## The request
Resize the entries by reproducing every line, starting with the line containing "You are given" and going on through the line containing "(0, 164), (223, 196)", with both included. Keep the requests and the format sample as they are. Multiply each bounding-box coordinate in the answers by 1.15 and round it to a whole number, rounding halves up.
** Begin Task input **
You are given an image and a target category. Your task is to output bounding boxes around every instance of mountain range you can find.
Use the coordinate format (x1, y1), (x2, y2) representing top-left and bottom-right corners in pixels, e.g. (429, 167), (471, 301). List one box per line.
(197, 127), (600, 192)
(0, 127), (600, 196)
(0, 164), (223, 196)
** End Task input **
** Begin Task input **
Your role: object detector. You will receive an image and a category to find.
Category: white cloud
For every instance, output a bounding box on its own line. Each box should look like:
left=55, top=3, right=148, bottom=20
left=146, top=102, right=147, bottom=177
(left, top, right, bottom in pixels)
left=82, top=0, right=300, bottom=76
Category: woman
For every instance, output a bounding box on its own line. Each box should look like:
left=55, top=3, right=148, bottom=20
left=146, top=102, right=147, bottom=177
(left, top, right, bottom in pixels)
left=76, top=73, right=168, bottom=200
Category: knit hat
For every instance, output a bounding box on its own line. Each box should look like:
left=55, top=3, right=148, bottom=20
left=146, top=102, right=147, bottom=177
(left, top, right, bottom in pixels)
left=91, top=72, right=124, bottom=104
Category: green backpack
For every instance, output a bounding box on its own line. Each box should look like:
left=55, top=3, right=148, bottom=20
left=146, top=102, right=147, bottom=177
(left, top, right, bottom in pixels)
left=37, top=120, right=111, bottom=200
** End Task input **
## Exercise answer
You are given an image and a target category. Your task is to output bounding boxes around every instance of mountain range you can find.
Use the coordinate format (x1, y1), (x2, y2) representing top-left and bottom-right corners in pixels, e.g. (429, 167), (471, 301). List one box per line.
(227, 146), (690, 221)
(0, 146), (690, 225)
(0, 189), (256, 225)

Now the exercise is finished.